_Supplied material_:
------------------------------

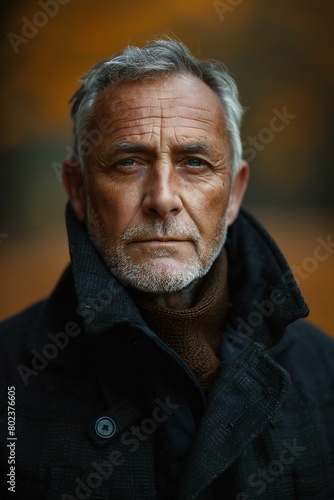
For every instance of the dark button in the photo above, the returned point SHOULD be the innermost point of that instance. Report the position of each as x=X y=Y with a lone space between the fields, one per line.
x=105 y=427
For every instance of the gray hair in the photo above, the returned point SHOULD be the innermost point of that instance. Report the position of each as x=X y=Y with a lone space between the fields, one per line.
x=157 y=59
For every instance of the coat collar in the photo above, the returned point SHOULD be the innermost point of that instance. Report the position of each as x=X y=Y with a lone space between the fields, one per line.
x=259 y=278
x=245 y=397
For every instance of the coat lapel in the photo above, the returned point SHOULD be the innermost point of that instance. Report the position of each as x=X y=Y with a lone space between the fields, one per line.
x=245 y=397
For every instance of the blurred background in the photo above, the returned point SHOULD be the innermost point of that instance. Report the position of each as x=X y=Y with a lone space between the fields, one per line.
x=282 y=56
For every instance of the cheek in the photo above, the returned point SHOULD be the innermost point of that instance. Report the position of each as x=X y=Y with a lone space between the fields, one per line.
x=208 y=211
x=115 y=205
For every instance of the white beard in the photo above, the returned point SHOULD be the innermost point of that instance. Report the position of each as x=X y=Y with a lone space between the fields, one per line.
x=152 y=276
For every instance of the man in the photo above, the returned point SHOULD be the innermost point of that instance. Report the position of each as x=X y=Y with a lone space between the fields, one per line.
x=170 y=361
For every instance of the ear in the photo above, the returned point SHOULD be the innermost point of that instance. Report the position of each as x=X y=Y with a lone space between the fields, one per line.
x=73 y=181
x=238 y=190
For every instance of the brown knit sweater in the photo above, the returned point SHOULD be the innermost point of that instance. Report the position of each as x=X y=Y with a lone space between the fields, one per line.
x=194 y=333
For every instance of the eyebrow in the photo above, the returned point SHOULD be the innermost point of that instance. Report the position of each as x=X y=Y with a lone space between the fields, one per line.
x=129 y=147
x=134 y=147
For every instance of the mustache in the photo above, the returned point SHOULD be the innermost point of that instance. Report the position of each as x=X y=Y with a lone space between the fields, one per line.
x=160 y=229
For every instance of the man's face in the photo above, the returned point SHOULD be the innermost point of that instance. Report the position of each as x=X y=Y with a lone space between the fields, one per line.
x=156 y=189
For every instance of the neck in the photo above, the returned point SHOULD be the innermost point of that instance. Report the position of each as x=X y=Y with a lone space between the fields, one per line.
x=182 y=299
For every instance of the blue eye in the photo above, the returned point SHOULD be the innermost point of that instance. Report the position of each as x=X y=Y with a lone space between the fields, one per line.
x=195 y=162
x=128 y=162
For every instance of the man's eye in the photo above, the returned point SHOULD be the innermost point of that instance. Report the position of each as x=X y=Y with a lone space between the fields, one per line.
x=128 y=162
x=196 y=163
x=127 y=165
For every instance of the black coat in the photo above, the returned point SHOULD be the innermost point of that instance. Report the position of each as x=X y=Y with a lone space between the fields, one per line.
x=105 y=410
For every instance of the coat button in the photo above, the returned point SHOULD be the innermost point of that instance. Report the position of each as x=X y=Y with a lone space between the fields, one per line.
x=105 y=427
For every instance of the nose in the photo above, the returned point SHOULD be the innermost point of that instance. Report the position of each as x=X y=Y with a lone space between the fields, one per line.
x=162 y=191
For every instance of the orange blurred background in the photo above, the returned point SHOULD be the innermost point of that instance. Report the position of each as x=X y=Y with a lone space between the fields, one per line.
x=281 y=54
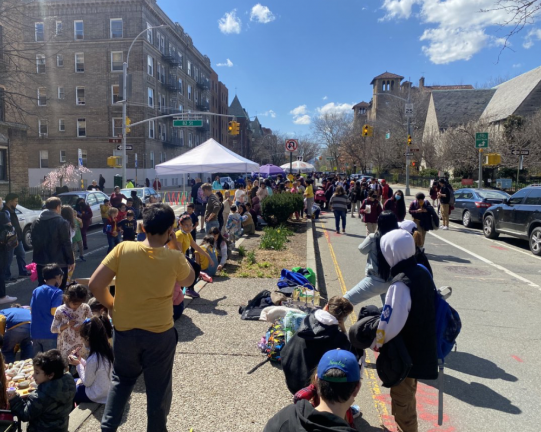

------------------------------

Can you reproduce all of the material above word for word, omitting the pictures?

For every instance of the dark button in the photo above, the returned point SHOULD be the innermost point of that instance. Report the position of each as x=X y=Y with a lone space between the fields, one per line.
x=105 y=427
For every instance of the gray hair in the photo above, the returned point SHOULD be the innermost point of that instance. Report the position of each as x=X y=Y with a lone space between the fields, one per line.
x=157 y=59
For every instance of the coat collar in the photo above, the returned point SHOULD be the innermost point of that instance. Report the position of each as x=X y=Y with a lone space between the fields, one per line.
x=259 y=278
x=245 y=397
For every instance of the coat lapel in the photo above, the returned point SHOULD be the innermost point of that instance. Report the position of each as x=X y=Y with a lone space between the fields, one per line.
x=245 y=397
For every instance of the blurred background in the photo above, the returned point SHOULD be the innermost point of that instance. Report the position of each as x=X y=Y with a lone space between the fields, one per line.
x=282 y=56
For every instance of the cheek in the photo above, the returned point SHOULD be the innermost point of that instance. Report the position of each as x=X y=Y with a lone space between the fields, one per line.
x=208 y=211
x=115 y=205
For every instance of the white beard in the photo above, the returned point SHOULD be the innermost point of that instance. Report the position of each as x=X y=Y with a lone space between the fields, one per line.
x=152 y=276
For every instance of the man in the photo above, the returned point SHOULD be the innermost point of that instance. Report the position of each as x=X y=Y with a lone space between the fields, one per line.
x=170 y=361
For every instance of the ear in the photo above, the returned point SHOULD be the innermost point of that instance. Report the position of each as x=X y=Y with a lone space between the fields, one per line.
x=73 y=181
x=238 y=190
For every instance of the brown knit sweater in the photo above, the returned point SHOULD be the innermost point of that instance. Report the position of each as x=X y=Y with a lone space between the fields, one per line.
x=194 y=333
For every instance of the eyebrow in the photo above, the returned point SHOULD be the innermost point of that instance. Report the position of each as x=X y=Y with a lone space between the fields, one per line.
x=129 y=147
x=134 y=147
For every instance of the mustache in the photo above, the returned point SHOULD be the innermost point of that instance. Report the position of each as x=X y=Y with a lone space between the fields, one per line.
x=160 y=229
For every instance of the man's face in the photo above, the returned point SHOULD be the innermost point of that instance. Report the position of each as x=X y=Y with a lone space between the fields, one per line.
x=156 y=189
For every instance of the neck in the photo above, the returned point SHOULD be the innermost point of that instance. Report the position of each as x=X y=Y with a lone space between the fields, one per line.
x=182 y=299
For every instance of the blue eye in the photo above, the returned point SHOULD be the innermost point of that instance. Report the position of each as x=X y=Y with a lone space between the fields, one per line.
x=195 y=162
x=128 y=162
For every instance of the man's eye in the photo above, the returned point SHOULD be the innermost point of that instance. Report the position of each as x=X y=Y with a lone space between the fields, one per line.
x=128 y=162
x=196 y=163
x=127 y=165
For every instance of the black coat in the photo above, the returned point SHOULD be the innermost point of that instance. Report the position of each as x=X y=Y with a lone space between the fields, one per line.
x=105 y=410
For every instance of the coat button in the photo above, the returned point SHOULD be the innermost point of that instance. Report the position of each as x=X y=Y with a lone space between the fields, one per line.
x=105 y=427
For every instance of the nose in the photo above, the returned point SHOULD be the innermost point of that instance. Report the position of each as x=X y=Y with a lone space between the fields, one per line.
x=162 y=191
For every instance of the orange blurred background in the photo above, the returned point SHOULD be the innermost point of that instance. Report the position of each as x=X y=Y with a lone space between the fields, one per line.
x=281 y=54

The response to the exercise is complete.